*** Passage shown ***

In previous books Ecoscam (1993), The True State of the Planet (edited, 1995), Earth Report 2000 (edited, 2000), Global Warming and Other Eco-myths (edited, 2002), and Liberation Biology (2005), plus many articles in Reason and elsewhere, Ronald Bailey has marshaled, often with other authors, massive amounts of hard data against environmental doomsters’ claims of present or predictions of future disasters from population growth, resource depletion, pollution, species extinction, and Frankenstein’s monsters arising from bioengineering.

*** End of Passage shown ***
*** The data ***

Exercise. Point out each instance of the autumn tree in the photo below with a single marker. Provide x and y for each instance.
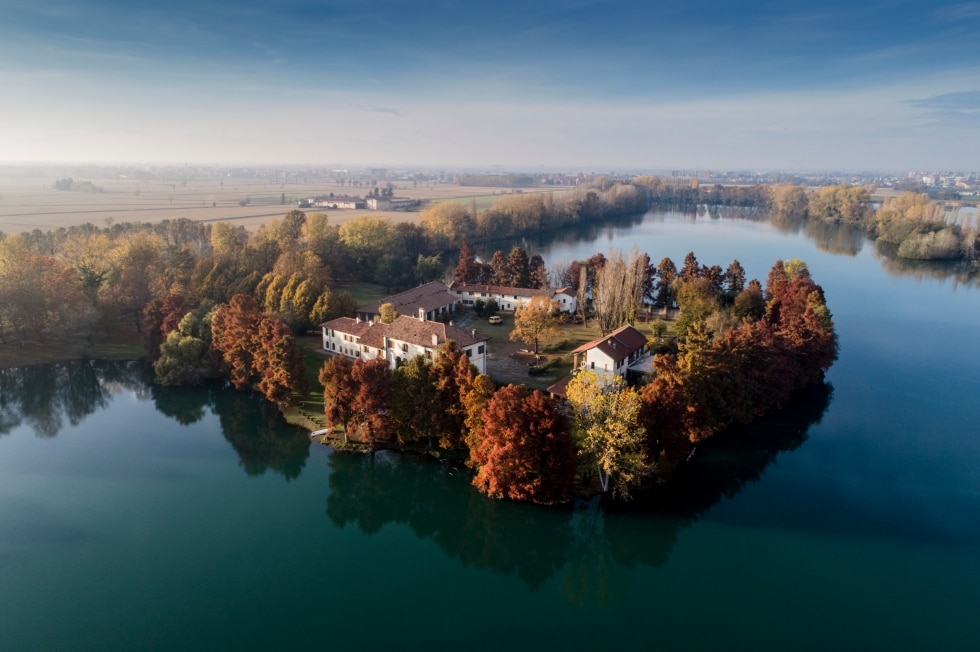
(538, 272)
(734, 278)
(697, 299)
(691, 267)
(387, 313)
(664, 292)
(618, 290)
(607, 430)
(448, 222)
(535, 322)
(234, 329)
(520, 268)
(411, 389)
(523, 448)
(339, 392)
(279, 363)
(370, 407)
(500, 270)
(451, 375)
(789, 202)
(185, 356)
(467, 270)
(474, 402)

*** End of The data ***

What the task asks: In the passage on Ronald Bailey's books, what title is listed with the year 1993?

The answer: Ecoscam